** start SUPPLIED INFORMATION **

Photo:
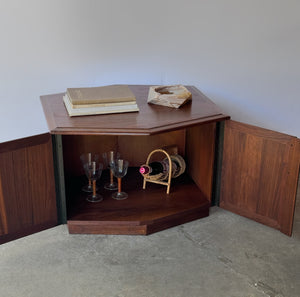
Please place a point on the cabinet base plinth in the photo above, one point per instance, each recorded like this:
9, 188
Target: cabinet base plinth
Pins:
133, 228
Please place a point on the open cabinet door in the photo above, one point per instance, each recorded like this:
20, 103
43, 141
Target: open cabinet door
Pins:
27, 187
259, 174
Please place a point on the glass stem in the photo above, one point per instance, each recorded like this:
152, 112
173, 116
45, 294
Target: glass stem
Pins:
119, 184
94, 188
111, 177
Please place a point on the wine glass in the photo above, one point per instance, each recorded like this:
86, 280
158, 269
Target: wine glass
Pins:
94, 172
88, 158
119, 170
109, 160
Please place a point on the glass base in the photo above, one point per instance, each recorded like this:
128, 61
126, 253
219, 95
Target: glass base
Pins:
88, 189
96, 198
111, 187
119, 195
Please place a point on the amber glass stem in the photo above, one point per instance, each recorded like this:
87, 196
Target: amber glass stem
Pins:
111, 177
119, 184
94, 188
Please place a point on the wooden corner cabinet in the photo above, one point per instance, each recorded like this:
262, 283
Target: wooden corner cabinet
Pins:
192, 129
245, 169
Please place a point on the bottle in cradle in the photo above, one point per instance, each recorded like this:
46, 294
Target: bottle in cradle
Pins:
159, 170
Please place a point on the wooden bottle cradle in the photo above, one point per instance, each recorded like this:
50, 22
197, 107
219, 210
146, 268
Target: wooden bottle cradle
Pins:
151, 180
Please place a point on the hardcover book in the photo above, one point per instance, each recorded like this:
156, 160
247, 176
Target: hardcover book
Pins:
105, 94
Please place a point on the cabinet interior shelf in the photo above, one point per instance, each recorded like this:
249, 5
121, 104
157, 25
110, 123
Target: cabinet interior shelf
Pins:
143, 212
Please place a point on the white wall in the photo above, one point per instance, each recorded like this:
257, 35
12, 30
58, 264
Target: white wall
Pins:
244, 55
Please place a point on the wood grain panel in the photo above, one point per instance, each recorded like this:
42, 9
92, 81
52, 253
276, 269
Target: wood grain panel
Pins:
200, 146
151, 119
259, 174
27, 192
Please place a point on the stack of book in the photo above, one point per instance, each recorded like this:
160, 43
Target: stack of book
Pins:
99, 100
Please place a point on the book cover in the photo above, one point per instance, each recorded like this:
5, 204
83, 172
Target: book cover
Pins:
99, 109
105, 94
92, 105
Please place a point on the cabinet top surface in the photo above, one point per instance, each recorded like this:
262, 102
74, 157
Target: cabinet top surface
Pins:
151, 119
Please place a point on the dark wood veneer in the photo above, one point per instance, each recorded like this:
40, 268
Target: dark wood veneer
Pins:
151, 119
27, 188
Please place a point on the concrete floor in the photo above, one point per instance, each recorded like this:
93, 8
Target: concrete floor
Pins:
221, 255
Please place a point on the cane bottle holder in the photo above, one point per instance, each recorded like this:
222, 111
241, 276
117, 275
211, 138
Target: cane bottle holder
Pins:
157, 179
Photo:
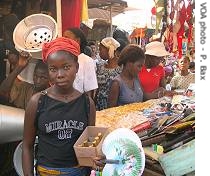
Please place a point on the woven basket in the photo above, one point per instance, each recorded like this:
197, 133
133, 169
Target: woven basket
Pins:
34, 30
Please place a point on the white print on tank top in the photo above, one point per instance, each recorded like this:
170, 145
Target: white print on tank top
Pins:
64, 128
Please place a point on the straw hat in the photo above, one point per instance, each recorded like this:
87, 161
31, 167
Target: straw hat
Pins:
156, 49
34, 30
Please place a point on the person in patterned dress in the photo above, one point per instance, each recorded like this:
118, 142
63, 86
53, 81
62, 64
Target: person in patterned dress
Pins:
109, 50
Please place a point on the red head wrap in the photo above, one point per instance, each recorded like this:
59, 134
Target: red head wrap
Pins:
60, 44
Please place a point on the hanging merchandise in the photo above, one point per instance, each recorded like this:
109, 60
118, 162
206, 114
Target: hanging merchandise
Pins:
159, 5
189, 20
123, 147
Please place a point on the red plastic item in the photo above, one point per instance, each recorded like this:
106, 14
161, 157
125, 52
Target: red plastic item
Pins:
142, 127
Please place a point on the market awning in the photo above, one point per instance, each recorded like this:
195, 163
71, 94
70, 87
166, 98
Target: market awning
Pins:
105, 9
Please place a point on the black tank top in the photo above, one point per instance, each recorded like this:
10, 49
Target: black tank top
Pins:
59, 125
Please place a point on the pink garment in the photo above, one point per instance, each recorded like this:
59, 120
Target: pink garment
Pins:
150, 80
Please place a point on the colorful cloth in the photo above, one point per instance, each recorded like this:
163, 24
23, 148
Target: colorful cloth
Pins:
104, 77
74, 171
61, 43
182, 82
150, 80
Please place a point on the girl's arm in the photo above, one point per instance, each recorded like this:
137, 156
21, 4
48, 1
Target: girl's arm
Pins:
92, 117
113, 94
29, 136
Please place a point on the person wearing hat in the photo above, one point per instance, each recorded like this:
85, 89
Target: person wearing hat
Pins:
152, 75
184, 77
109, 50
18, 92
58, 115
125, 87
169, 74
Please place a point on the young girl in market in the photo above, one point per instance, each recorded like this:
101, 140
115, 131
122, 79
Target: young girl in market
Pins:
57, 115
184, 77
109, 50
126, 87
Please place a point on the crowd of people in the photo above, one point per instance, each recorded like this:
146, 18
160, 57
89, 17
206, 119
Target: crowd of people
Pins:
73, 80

** end SUPPLIED INFORMATION **

WORK INSTRUCTIONS ->
Set down, word for word, every line from the line that holds "Please place a point on the pink" to the end of the entries above, including both ends.

EXERCISE RESULT ->
Please place a point on the pink garment in the photo above, one point per instance, each recorded like this:
59, 120
Target: pink garment
Pins:
150, 80
Please place a point on the colorful cloth in the photo above, one point per instance, each recorded like this:
163, 24
23, 148
Target: colorful cloth
Pins:
104, 77
74, 171
61, 43
182, 82
150, 80
Please place a point on the girl's arm in the photo above, one point per instance, each recorded like this:
137, 156
21, 4
48, 1
Target: girl's arm
Pins:
92, 117
113, 94
29, 136
Please place a point on the person wearing hat in the photo above, one point per instance, each recorded like this:
85, 89
Target: person wearing hat
Pins:
152, 75
184, 77
109, 50
18, 92
58, 115
125, 87
169, 74
Please place a point on the young girl in market in the photo above, one point per instance, each recorded like this:
101, 140
115, 131
122, 79
Target: young girl in market
Pins:
57, 115
184, 77
109, 50
126, 87
Please place a point on the crowd of people in the photo above, one point per instance, each recorded like this:
146, 18
160, 57
89, 17
206, 119
Target: crowd of people
Pins:
73, 80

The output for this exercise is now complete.